■ Task to carry out
Write out each line beneath this one exactly as it reads.

[Outline annotation records]
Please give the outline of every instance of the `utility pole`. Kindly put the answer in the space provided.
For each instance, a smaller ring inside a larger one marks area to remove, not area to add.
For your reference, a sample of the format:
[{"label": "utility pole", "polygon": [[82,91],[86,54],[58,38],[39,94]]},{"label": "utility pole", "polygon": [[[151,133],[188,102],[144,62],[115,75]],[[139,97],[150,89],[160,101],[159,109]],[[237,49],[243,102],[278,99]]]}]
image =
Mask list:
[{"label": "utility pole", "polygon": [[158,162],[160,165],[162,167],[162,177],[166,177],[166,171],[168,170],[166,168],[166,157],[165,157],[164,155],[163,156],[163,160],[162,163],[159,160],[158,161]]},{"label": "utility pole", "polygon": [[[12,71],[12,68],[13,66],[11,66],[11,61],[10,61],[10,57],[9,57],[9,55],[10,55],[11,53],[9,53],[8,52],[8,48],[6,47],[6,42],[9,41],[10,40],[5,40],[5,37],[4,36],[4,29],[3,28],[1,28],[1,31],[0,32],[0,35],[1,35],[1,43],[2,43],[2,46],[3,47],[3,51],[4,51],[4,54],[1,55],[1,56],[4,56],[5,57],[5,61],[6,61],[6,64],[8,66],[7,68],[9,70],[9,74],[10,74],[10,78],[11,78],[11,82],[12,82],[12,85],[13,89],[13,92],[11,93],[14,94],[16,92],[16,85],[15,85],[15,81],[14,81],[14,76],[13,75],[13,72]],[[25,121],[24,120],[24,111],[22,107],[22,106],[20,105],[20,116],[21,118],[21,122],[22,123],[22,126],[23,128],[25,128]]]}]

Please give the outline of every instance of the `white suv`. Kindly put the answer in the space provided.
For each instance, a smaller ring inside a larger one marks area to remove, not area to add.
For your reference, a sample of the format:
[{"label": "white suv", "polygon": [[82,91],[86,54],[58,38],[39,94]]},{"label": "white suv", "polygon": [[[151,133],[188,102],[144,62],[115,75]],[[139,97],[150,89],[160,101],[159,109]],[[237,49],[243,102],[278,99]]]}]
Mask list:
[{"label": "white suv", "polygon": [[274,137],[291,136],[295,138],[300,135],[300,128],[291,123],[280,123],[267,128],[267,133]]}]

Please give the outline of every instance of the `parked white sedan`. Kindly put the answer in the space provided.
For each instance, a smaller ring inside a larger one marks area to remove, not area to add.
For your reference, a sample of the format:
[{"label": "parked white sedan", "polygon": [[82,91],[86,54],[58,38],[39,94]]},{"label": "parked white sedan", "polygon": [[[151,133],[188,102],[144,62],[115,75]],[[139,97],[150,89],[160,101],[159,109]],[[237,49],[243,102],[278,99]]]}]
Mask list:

■ Response to this task
Please give the outline of every instance of the `utility pole`. Kindly put the answer in the space provided.
For each instance, a smaller ring inside a larger one marks area to remove, not area to add.
For your reference, a sample of the format:
[{"label": "utility pole", "polygon": [[82,91],[86,54],[58,38],[39,94]]},{"label": "utility pole", "polygon": [[[151,133],[188,102],[144,62],[115,75]],[[139,97],[150,89],[160,101],[159,109]],[[237,49],[243,102],[278,99]]]}]
image =
Mask list:
[{"label": "utility pole", "polygon": [[158,162],[160,165],[162,167],[162,177],[166,177],[166,171],[168,170],[166,168],[166,157],[165,157],[164,155],[163,156],[163,160],[162,163],[159,160],[158,161]]},{"label": "utility pole", "polygon": [[[12,71],[12,68],[13,66],[11,66],[11,61],[10,61],[10,57],[9,57],[9,55],[10,55],[11,53],[9,53],[8,52],[8,48],[6,47],[6,42],[9,41],[10,40],[5,40],[5,37],[4,36],[4,29],[3,28],[1,28],[1,31],[0,32],[0,35],[1,35],[1,43],[2,43],[2,46],[3,47],[3,51],[4,51],[4,54],[1,55],[1,56],[4,56],[5,57],[5,61],[6,61],[6,64],[8,66],[7,68],[9,70],[9,74],[10,74],[10,78],[11,78],[11,82],[12,82],[12,85],[13,89],[13,92],[11,93],[14,94],[16,92],[16,85],[15,85],[15,81],[14,81],[14,76],[13,75],[13,72]],[[25,121],[24,120],[24,111],[22,107],[22,106],[20,105],[20,116],[21,118],[21,122],[22,123],[22,126],[23,128],[25,128]]]}]

Please give the outline of every instance of the `white suv`. Kindly put the answer in the space provided.
For each instance, a smaller ring inside a larger one marks area to remove, not area to add.
For your reference, a sample of the format:
[{"label": "white suv", "polygon": [[82,91],[86,54],[58,38],[39,94]]},{"label": "white suv", "polygon": [[[151,133],[188,102],[144,62],[115,75]],[[139,97],[150,89],[160,101],[159,109]],[[237,49],[243,102],[278,99]]]}]
Mask list:
[{"label": "white suv", "polygon": [[274,137],[291,136],[295,138],[300,135],[300,128],[291,123],[280,123],[267,128],[267,133]]}]

Please give the outline of every instance of the `parked white sedan`. Kindly put the answer in the space provided.
For each instance, a smaller ring inside a larger one marks area to remove, not area to add.
For your reference, a sample of the format:
[{"label": "parked white sedan", "polygon": [[82,91],[86,54],[58,38],[39,94]]},{"label": "parked white sedan", "polygon": [[[151,133],[188,102],[144,62],[115,75]],[[139,97],[150,89],[160,101],[159,109]],[[237,49],[243,102],[278,99]]]}]
Mask list:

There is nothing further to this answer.